[Begin Extracted information]
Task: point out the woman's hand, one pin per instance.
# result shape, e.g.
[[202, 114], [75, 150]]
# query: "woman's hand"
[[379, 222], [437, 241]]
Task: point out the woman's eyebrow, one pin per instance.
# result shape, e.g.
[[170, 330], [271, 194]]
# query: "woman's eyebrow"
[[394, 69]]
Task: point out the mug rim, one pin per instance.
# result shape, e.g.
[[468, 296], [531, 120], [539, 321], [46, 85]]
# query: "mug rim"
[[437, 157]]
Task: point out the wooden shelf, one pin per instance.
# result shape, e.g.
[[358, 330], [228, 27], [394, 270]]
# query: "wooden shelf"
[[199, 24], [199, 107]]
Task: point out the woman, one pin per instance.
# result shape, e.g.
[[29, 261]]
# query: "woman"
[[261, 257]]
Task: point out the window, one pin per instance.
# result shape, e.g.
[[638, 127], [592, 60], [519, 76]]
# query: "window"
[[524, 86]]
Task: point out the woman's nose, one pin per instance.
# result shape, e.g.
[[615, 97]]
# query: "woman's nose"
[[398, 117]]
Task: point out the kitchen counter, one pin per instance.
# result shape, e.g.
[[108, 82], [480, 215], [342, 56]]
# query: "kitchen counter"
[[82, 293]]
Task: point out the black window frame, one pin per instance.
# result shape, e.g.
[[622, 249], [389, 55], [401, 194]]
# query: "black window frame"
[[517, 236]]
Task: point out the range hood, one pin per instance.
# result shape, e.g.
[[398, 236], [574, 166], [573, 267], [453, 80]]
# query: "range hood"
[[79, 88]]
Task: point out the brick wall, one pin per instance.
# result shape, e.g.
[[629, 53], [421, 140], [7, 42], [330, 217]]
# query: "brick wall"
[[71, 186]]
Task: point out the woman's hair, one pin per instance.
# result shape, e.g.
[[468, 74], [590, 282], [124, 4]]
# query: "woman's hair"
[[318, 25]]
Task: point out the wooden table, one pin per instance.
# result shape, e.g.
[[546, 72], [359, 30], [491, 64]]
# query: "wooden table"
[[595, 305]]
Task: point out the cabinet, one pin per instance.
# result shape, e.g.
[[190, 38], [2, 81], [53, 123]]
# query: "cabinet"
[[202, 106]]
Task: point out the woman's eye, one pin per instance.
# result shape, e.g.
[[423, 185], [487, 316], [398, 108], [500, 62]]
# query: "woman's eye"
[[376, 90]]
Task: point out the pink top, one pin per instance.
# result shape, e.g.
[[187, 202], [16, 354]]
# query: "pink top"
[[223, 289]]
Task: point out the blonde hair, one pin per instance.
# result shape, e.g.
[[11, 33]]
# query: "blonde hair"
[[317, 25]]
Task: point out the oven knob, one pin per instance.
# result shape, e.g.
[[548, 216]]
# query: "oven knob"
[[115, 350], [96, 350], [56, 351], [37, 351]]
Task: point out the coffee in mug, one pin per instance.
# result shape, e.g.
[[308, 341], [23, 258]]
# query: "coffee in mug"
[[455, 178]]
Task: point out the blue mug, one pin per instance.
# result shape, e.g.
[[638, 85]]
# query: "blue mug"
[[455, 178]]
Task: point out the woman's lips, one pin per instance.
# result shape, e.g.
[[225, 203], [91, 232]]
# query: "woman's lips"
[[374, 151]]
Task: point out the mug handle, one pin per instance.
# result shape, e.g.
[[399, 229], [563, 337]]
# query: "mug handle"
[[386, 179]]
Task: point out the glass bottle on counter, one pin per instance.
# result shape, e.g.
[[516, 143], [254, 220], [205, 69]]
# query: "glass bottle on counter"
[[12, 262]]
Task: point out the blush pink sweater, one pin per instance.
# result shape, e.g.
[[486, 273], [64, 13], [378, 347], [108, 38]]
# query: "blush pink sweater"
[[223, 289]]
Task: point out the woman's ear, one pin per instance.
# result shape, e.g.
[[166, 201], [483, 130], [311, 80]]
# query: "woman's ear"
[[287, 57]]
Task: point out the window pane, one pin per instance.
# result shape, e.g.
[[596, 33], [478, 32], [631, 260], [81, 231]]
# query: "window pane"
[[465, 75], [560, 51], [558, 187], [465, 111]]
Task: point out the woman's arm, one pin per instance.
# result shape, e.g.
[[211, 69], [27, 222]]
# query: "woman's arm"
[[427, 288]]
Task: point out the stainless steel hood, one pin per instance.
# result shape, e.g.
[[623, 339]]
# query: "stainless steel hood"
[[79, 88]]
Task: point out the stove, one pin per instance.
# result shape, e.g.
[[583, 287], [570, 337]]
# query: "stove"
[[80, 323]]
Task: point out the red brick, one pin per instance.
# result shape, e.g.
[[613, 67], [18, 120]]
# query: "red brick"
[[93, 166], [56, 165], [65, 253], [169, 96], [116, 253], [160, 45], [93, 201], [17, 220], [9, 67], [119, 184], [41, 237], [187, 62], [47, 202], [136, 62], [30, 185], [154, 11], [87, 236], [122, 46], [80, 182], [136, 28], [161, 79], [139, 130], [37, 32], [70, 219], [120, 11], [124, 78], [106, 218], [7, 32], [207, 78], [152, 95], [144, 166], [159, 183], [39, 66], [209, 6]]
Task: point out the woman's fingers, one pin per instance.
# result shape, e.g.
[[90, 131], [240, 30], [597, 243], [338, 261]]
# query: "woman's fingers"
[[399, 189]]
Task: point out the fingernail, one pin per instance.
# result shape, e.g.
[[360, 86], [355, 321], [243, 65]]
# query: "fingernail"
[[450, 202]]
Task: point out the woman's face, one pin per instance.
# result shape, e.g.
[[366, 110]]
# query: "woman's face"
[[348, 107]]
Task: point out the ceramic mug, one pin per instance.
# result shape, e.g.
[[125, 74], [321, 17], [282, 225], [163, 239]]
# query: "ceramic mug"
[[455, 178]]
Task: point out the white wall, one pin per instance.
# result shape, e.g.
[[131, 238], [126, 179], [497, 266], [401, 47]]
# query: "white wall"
[End Extracted information]
◆ **Written instruction**
Extract all the material, leaving every line as it is.

◆ **Answer to the task**
Task: point out the woman's hand, one pin per instance.
# result shape, e.g.
[[202, 114], [75, 150]]
# query: "woman's hand"
[[379, 222], [437, 241]]
Task: point out the woman's eyebrow, one pin per instance.
# result shape, e.g.
[[170, 330], [271, 194]]
# query: "woman's eyebrow"
[[394, 69]]
Task: point out the mug rim, one pin per instance.
# result shape, e.g.
[[468, 296], [531, 120], [539, 321], [46, 85]]
# query: "mug rim"
[[437, 157]]
Task: point out the wooden shelf, one pin per instance.
# result shape, e.g.
[[358, 330], [228, 27], [394, 270]]
# query: "wooden shelf"
[[199, 24], [199, 107]]
Task: point out the woman, one pin per instance.
# result shape, e.g.
[[29, 261]]
# query: "woman"
[[261, 257]]
Task: point out the window, one pin per instance.
# result shape, e.g.
[[638, 127], [592, 60], [519, 76]]
# query: "window"
[[524, 86]]
Task: point out the woman's nose, one pin per instance.
# result shape, e.g.
[[615, 97]]
# query: "woman's nose"
[[398, 117]]
Task: point out the kitchen counter, one pin per instance.
# result shape, e.g.
[[108, 82], [480, 215], [342, 56]]
# query: "kitchen counter"
[[82, 293]]
Task: point out the black window frame, one pin per instance.
# result shape, e.g.
[[622, 249], [389, 55], [401, 194]]
# query: "black window frame"
[[517, 236]]
Task: point out the range hood, one pin per instance.
# result shape, e.g.
[[398, 236], [574, 166], [573, 267], [453, 80]]
# query: "range hood"
[[79, 88]]
Task: point out the brick wall, one pin per instance.
# result shape, e.g.
[[629, 53], [421, 140], [7, 42], [330, 217]]
# query: "brick wall"
[[71, 186]]
Task: point out the woman's hair, one pin per instance.
# result shape, e.g.
[[468, 74], [590, 282], [124, 4]]
# query: "woman's hair"
[[318, 25]]
Task: point out the wooden table, one pin per instance.
# result shape, e.g.
[[546, 72], [359, 30], [491, 64]]
# query: "wooden table"
[[595, 305]]
Task: point out the cabinet, one pin per instance.
# result shape, e.g.
[[190, 38], [2, 81], [53, 123]]
# query: "cabinet"
[[202, 106]]
Task: point out the woman's eye, one pin per instance.
# result shape, e.g.
[[423, 185], [487, 316], [398, 108], [500, 62]]
# query: "woman's eye"
[[376, 90]]
Task: point out the pink top, one pin per instance.
# result shape, e.g.
[[187, 202], [16, 354]]
# query: "pink top"
[[223, 289]]
Task: point out the blonde hair, one pin per instance.
# result shape, e.g.
[[11, 33]]
# query: "blonde hair"
[[317, 25]]
Task: point out the oven knob, one pin per instance.
# result shape, e.g.
[[548, 216]]
# query: "oven knob"
[[115, 350], [96, 350], [56, 351], [37, 351]]
Task: point out the coffee in mug, one pin per instance.
# result shape, e.g.
[[308, 341], [23, 258]]
# query: "coffee in mug"
[[455, 178]]
Task: point out the blue mug, one pin per instance.
# result shape, e.g.
[[638, 85]]
# query: "blue mug"
[[455, 178]]
Task: point out the woman's lips, one pin per instance.
# result shape, e.g.
[[225, 203], [91, 232]]
# query: "woman's lips"
[[374, 151]]
Task: point out the mug handle, one pin per instance.
# result shape, e.g.
[[399, 229], [563, 337]]
# query: "mug handle"
[[386, 179]]
Task: point out the glass bottle on counter, one pin per instance.
# result shape, e.g.
[[516, 143], [254, 220], [205, 69]]
# query: "glass bottle on counter"
[[12, 262]]
Task: point out the blush pink sweater, one pin per instance.
# result shape, e.g.
[[486, 273], [64, 13], [378, 347], [108, 38]]
# query: "blush pink sweater"
[[223, 289]]
Task: point out the woman's ear, one pin per instance.
# result shape, e.g.
[[166, 201], [483, 130], [311, 80]]
# query: "woman's ear"
[[287, 57]]
Task: point out the window pane, one pin per instance.
# result shape, e.g.
[[596, 33], [478, 32], [631, 260], [81, 231]]
# query: "window pane"
[[465, 75], [560, 51], [558, 187], [465, 111]]
Task: point out the woman's arm, one pin per instance.
# result shape, e.g.
[[211, 69], [27, 222]]
# query: "woman's arm"
[[427, 288]]
Task: point out the stainless steel hood, one pin per instance.
# result shape, e.g.
[[623, 339]]
# query: "stainless steel hood"
[[79, 88]]
Task: point out the stove, one pin per instance.
# result shape, e.g.
[[583, 287], [570, 337]]
# query: "stove"
[[80, 323]]
Task: point out the red brick, one pin per instance.
# result shape, e.g.
[[613, 67], [18, 120]]
# query: "red brick"
[[93, 166], [56, 165], [65, 253], [169, 96], [116, 253], [160, 45], [93, 201], [17, 220], [9, 67], [119, 184], [41, 237], [187, 62], [47, 202], [136, 62], [30, 185], [154, 11], [87, 236], [122, 46], [80, 182], [136, 28], [161, 79], [139, 130], [37, 32], [70, 219], [120, 11], [124, 78], [106, 218], [7, 32], [207, 78], [152, 95], [144, 166], [159, 183], [39, 66], [209, 6]]
Task: point out the woman's fingers, one pin per instance.
# result shape, e.g.
[[90, 131], [240, 30], [597, 243], [338, 261]]
# query: "woman's fingers"
[[399, 189]]
Task: point out the fingernail, one pin per instance.
# result shape, e.g.
[[360, 86], [355, 321], [243, 65]]
# query: "fingernail"
[[450, 202]]
Task: point out the woman's face, one pin per instance.
# result shape, e.g.
[[366, 110]]
# query: "woman's face"
[[348, 107]]
Task: point out the ceramic mug, one pin per instance.
# result shape, e.g.
[[125, 74], [321, 17], [282, 225], [163, 239]]
# query: "ceramic mug"
[[455, 178]]
Task: point out the white wall, one pin per instance.
# result shape, e.g.
[[131, 238], [126, 179], [497, 266], [401, 47]]
# query: "white wall"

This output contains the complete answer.